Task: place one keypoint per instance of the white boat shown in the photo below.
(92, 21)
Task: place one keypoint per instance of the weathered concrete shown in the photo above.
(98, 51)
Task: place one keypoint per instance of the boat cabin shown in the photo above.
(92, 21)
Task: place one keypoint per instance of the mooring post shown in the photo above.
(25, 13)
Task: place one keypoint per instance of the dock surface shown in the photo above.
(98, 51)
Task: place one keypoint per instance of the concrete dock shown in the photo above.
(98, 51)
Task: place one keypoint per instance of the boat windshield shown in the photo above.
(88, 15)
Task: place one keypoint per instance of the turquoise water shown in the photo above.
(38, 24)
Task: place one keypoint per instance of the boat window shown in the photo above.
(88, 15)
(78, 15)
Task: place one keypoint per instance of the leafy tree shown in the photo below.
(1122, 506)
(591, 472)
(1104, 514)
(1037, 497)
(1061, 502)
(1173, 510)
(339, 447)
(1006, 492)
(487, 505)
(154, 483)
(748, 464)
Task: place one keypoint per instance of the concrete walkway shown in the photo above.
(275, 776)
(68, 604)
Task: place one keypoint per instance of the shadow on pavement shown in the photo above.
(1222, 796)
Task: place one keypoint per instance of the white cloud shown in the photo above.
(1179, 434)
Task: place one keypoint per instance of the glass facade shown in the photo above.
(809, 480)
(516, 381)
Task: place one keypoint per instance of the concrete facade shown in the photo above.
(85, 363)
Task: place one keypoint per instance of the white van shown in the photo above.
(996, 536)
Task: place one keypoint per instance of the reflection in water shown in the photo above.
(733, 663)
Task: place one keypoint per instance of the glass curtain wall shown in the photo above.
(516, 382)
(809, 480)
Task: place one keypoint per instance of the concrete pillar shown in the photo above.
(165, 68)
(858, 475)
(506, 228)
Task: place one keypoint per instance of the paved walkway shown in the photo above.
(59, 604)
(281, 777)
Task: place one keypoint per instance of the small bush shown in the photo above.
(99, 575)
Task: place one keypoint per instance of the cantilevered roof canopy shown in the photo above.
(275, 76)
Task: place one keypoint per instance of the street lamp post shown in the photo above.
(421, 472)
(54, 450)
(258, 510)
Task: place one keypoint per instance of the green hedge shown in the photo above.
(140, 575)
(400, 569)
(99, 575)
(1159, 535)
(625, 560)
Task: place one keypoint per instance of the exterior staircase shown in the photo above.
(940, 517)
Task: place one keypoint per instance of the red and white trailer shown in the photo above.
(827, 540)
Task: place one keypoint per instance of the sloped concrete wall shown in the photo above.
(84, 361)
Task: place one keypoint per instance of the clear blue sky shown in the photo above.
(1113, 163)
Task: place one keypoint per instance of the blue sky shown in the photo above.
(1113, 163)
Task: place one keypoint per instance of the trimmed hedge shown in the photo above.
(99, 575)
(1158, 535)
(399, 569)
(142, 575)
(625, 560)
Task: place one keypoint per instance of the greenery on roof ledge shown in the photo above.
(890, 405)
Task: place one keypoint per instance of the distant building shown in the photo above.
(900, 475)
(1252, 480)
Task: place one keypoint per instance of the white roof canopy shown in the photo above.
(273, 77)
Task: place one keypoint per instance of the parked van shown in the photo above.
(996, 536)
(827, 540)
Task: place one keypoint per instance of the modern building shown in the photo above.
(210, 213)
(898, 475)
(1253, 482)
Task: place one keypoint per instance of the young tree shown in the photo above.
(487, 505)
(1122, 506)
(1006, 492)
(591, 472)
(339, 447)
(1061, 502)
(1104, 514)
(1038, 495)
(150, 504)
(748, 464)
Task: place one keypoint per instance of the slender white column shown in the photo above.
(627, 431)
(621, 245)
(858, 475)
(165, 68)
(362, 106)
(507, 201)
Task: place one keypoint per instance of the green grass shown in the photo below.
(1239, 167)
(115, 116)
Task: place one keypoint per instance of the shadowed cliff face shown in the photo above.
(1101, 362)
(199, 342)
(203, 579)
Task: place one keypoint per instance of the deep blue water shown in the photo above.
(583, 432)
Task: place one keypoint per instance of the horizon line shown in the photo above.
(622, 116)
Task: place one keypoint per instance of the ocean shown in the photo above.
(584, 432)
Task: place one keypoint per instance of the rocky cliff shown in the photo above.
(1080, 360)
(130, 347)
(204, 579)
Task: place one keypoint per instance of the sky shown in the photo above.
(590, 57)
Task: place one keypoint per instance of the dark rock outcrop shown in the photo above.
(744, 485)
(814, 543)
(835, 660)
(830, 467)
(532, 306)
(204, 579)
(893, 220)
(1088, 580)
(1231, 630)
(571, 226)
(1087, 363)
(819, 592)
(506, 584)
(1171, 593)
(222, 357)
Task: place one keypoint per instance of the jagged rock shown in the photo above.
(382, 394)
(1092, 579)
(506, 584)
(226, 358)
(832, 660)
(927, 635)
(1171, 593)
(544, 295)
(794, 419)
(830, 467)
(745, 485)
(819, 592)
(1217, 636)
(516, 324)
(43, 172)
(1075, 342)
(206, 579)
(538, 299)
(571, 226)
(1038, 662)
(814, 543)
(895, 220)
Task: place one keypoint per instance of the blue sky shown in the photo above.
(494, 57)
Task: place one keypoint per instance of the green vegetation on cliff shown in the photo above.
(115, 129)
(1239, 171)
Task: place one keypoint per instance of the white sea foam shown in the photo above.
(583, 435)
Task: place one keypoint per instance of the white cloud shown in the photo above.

**PROBLEM**. Can you output all of the material above as a numbered list, leaving out any blank lines?

**ANSWER**.
1. Task: place one keypoint per instance of the white boat shown in the photo below.
2. (92, 21)
3. Task: place one keypoint per instance of the weathered concrete shown in the photo above.
4. (98, 51)
5. Task: place one keypoint per instance of the boat cabin shown in the photo above.
6. (92, 21)
7. Task: place one keypoint per instance of the mooring post shown in the photo above.
8. (25, 13)
9. Task: place one keypoint per instance of the dock surface shown in the photo above.
10. (98, 51)
11. Task: place one keypoint per instance of the concrete dock shown in the photo above.
12. (98, 51)
13. Task: place one keypoint per instance of the boat windshield shown in the photo above.
14. (88, 15)
15. Task: place one keypoint per instance of the turquoise water shown in the photo above.
16. (38, 24)
17. Task: place one keypoint per instance of the boat window shown in the photo above.
18. (88, 15)
19. (78, 15)
20. Task: place one keypoint per instance of the leafy tree shown in the photo below.
21. (1122, 506)
22. (591, 472)
23. (1104, 514)
24. (1037, 497)
25. (1061, 502)
26. (1173, 510)
27. (339, 447)
28. (1006, 492)
29. (487, 505)
30. (154, 483)
31. (748, 464)
32. Task: place one keypoint per instance of the concrete walkway shown in the photo above.
33. (275, 776)
34. (68, 604)
35. Task: place one keypoint per instance of the shadow on pavement shown in the photo above.
36. (1222, 796)
37. Task: place one keypoint per instance of the white cloud shown in the photo above.
38. (1179, 434)
39. Task: place one keypoint per instance of the glass facade shown in the photo above.
40. (809, 480)
41. (516, 381)
42. Task: place one keypoint per instance of the concrete facade shown in the photo above.
43. (85, 363)
44. Task: place one keypoint per instance of the white van shown in the photo above.
45. (996, 536)
46. Task: place one keypoint per instance of the reflection in water shown in the photo above.
47. (733, 663)
48. Task: place one keypoint per instance of the glass curtain wall shown in the photo above.
49. (516, 382)
50. (809, 480)
51. Task: place one keypoint per instance of the concrete pillar shown in the photo above.
52. (165, 68)
53. (858, 475)
54. (506, 228)
55. Task: place one keypoint per instance of the paved walkway shown in the photo above.
56. (59, 604)
57. (281, 777)
58. Task: place one keypoint per instance of the small bush shown in the photo above.
59. (99, 575)
60. Task: place one keypoint per instance of the cantilevered roof canopy shown in the photo above.
61. (275, 76)
62. Task: place one keypoint per instance of the street lamp post shown in the photo above.
63. (421, 472)
64. (54, 450)
65. (258, 510)
66. Task: place one keypoint per instance of the green hedge shown in the photo above.
67. (140, 575)
68. (400, 569)
69. (99, 575)
70. (1159, 535)
71. (625, 560)
72. Task: place one keypoint per instance of the exterior staircase shown in the photo above.
73. (940, 517)
74. Task: place one keypoint per instance of the red and white trailer shown in the photo above.
75. (827, 540)
76. Task: place one keypoint per instance of the sloped concrete wall shown in the photo above.
77. (84, 361)
78. Task: place one keypoint per instance of the clear blue sky shown in the photo above.
79. (1113, 163)
80. Task: place one keypoint per instance of the blue sky shown in the photo above.
81. (1113, 163)
82. Task: place one keypoint per instance of the trimmed hedge shown in the photo above.
83. (99, 575)
84. (1158, 535)
85. (399, 569)
86. (142, 575)
87. (625, 560)
88. Task: place one keypoint per instance of the greenery on roof ledge shown in the photo above.
89. (890, 405)
90. Task: place one keypoint per instance of the distant building shown in the photo above.
91. (900, 475)
92. (1252, 480)
93. Task: place one keypoint per instance of the white roof canopy shown in the photo above.
94. (273, 77)
95. Task: place one keypoint per instance of the parked van shown in the photo above.
96. (996, 536)
97. (827, 540)
98. Task: place one keypoint per instance of the modern building shown in the photo above.
99. (210, 213)
100. (898, 475)
101. (1253, 482)
102. Task: place one keypoint per instance of the young tree shown in the photo above.
103. (487, 505)
104. (1122, 506)
105. (1006, 492)
106. (591, 472)
107. (339, 447)
108. (1061, 502)
109. (1104, 514)
110. (1038, 495)
111. (150, 504)
112. (748, 464)
113. Task: place one keypoint per instance of the slender white column shown in the photo above.
114. (627, 431)
115. (621, 245)
116. (858, 475)
117. (165, 68)
118. (362, 106)
119. (507, 201)
120. Task: place one keypoint per instance of the green grass shown in the photo below.
121. (1239, 167)
122. (115, 116)
123. Task: place one keypoint per instance of the shadowed cliff face shown in the photo above.
124. (1101, 362)
125. (199, 342)
126. (203, 579)
127. Task: place one keypoint per instance of the deep blue water shown in the photo above.
128. (583, 432)
129. Task: place one keypoint per instance of the horizon line shown in the photo above.
130. (622, 116)
131. Task: place one keypoint per instance of the ocean shown in the photo above.
132. (584, 432)
133. Task: place one keypoint per instance of the rocky cliff shown in the photo above.
134. (1080, 360)
135. (130, 347)
136. (204, 579)
137. Task: place one keypoint per instance of the sky shown in the photo above.
138. (590, 57)
139. Task: place one keypoint per instance of the dark rock outcrop shown in the photo above.
140. (744, 485)
141. (814, 543)
142. (835, 660)
143. (830, 467)
144. (532, 306)
145. (204, 579)
146. (893, 220)
147. (1088, 580)
148. (1231, 630)
149. (571, 226)
150. (1087, 363)
151. (819, 592)
152. (506, 584)
153. (1171, 593)
154. (222, 357)
155. Task: place one keypoint per instance of the jagged rock shown in the photo above.
156. (382, 394)
157. (1092, 579)
158. (506, 584)
159. (226, 358)
160. (832, 660)
161. (927, 635)
162. (1171, 593)
163. (544, 295)
164. (794, 419)
165. (830, 467)
166. (745, 485)
167. (819, 592)
168. (1217, 636)
169. (516, 324)
170. (43, 172)
171. (1075, 342)
172. (206, 579)
173. (538, 299)
174. (571, 226)
175. (1038, 662)
176. (814, 543)
177. (895, 220)
178. Task: place one keypoint per instance of the blue sky shown in the photo above.
179. (494, 57)
180. Task: place one keypoint per instance of the green vegetation on cliff shown in the photo above.
181. (115, 129)
182. (1239, 171)
183. Task: place one keypoint per instance of the white sea foam shown in the photo above.
184. (583, 435)
185. Task: place one keypoint per instance of the white cloud shown in the photo above.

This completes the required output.